## [Source passage]
Miscellaneous Musings

Proverbs

Redeeming Self-Love

May 30, 2013 by Geoff Leave a Comment

For the Christian, there is a right and wrong way to love yourself or your own life. One can disqualify you from being a disciple of Christ:

If anyone comes to me and does not hate his own father and mother and wife and children and brothers and sisters, yes, and even his own life, he cannot be my disciple. (Luke 14:26)

The other leads you to seek you own highest well-being: God, virtue, wisdom, and so on. 

Whoever obtains wisdom loves himself, and whoever treasures understanding will prosper. (Pro 19:8)

## [Short exercise 1]
List every family member named in the Luke 14:26 quotation in the post on self-love.
## [Short exercise 2]
Copy the part of the post on self-love starting with "The other leads" and going on through "prosper. (Pro 19:8)".
The rows that follow have no connection to the post on self-love.

## [Given information]

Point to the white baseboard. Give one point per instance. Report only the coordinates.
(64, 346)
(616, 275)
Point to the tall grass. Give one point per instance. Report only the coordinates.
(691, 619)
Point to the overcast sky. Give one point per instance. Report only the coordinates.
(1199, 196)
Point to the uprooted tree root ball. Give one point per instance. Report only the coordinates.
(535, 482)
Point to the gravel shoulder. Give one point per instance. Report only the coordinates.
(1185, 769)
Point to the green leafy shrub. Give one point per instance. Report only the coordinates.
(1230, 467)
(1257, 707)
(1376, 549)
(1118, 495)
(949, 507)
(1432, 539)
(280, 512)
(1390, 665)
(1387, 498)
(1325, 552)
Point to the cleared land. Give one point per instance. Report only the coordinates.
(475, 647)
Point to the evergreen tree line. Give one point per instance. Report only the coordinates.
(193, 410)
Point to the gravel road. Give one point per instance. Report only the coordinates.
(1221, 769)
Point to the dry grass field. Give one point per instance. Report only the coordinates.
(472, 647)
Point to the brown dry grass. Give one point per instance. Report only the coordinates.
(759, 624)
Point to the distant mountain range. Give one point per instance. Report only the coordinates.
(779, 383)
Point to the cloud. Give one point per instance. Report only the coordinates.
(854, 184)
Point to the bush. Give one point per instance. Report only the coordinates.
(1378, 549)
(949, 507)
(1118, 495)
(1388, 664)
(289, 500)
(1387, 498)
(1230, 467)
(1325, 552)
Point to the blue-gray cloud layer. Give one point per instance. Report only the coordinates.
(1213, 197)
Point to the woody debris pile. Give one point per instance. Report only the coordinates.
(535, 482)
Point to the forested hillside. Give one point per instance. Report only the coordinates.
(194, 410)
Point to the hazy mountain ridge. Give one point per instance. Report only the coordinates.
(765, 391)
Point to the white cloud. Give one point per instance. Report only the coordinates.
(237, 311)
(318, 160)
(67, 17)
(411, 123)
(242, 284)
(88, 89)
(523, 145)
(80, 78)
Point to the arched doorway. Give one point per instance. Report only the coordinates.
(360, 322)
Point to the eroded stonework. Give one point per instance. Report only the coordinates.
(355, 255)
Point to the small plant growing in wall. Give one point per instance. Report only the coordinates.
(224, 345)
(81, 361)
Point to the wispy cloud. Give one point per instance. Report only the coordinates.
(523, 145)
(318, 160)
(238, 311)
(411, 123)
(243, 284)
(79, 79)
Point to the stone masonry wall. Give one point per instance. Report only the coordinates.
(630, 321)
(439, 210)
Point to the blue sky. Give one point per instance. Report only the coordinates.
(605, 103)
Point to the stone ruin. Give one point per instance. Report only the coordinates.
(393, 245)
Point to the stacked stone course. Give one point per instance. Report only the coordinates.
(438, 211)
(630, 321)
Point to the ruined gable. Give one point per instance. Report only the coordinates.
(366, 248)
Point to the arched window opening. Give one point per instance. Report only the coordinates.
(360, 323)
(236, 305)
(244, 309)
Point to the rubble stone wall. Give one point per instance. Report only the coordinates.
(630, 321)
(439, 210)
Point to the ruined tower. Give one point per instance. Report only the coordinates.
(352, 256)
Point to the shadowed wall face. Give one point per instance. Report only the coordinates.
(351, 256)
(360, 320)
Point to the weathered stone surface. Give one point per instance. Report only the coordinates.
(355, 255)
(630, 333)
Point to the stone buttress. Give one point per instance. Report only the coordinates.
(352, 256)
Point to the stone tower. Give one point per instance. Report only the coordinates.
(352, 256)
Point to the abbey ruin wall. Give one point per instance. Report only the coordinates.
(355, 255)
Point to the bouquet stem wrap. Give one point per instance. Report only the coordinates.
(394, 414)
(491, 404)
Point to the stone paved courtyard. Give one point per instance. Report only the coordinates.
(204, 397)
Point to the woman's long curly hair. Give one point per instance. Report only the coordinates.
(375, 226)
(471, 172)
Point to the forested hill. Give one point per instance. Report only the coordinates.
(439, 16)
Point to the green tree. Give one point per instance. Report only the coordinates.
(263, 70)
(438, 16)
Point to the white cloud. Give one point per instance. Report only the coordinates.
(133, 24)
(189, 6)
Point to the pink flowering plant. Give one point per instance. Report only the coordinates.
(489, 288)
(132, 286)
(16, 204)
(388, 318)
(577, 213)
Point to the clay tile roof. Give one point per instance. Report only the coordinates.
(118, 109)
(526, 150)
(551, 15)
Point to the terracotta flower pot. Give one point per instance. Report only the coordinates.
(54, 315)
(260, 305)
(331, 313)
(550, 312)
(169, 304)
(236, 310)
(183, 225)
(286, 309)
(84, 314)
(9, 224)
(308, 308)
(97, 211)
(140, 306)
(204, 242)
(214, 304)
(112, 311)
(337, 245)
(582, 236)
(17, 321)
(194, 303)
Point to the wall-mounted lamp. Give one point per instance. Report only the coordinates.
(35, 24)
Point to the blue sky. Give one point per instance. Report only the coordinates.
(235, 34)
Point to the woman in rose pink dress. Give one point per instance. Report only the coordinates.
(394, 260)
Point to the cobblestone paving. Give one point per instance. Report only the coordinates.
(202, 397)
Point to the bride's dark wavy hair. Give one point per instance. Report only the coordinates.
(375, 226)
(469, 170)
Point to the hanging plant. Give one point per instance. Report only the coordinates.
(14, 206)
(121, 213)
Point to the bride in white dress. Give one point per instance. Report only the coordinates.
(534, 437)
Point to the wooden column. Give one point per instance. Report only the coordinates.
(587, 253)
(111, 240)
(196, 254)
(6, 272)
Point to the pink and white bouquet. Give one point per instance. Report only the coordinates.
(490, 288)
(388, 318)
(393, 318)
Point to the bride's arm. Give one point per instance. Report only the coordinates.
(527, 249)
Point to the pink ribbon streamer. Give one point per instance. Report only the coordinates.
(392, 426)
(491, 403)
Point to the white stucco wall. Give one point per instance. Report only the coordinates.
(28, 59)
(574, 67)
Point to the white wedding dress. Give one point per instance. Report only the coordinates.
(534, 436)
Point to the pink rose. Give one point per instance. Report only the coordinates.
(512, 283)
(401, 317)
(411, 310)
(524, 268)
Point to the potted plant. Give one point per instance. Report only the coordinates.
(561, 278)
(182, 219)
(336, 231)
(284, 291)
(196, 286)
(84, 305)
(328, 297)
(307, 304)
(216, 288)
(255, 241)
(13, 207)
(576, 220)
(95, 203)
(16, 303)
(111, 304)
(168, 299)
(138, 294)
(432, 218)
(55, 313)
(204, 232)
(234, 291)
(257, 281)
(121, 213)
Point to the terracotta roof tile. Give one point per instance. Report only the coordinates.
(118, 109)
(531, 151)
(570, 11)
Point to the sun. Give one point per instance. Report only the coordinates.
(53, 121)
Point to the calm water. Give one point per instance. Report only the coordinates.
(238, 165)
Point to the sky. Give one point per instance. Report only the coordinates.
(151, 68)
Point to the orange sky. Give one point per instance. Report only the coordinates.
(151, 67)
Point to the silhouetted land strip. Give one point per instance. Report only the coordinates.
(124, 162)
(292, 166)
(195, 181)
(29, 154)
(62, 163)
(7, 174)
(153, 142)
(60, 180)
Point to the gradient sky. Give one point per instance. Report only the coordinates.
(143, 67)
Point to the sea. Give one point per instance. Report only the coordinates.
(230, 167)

## [Result 1]
father, mother, wife, children, brothers, sisters

## [Result 2]
The other leads you to seek you own highest well-being: God, virtue, wisdom, and so on. 

Whoever obtains wisdom loves himself, and whoever treasures understanding will prosper. (Pro 19:8)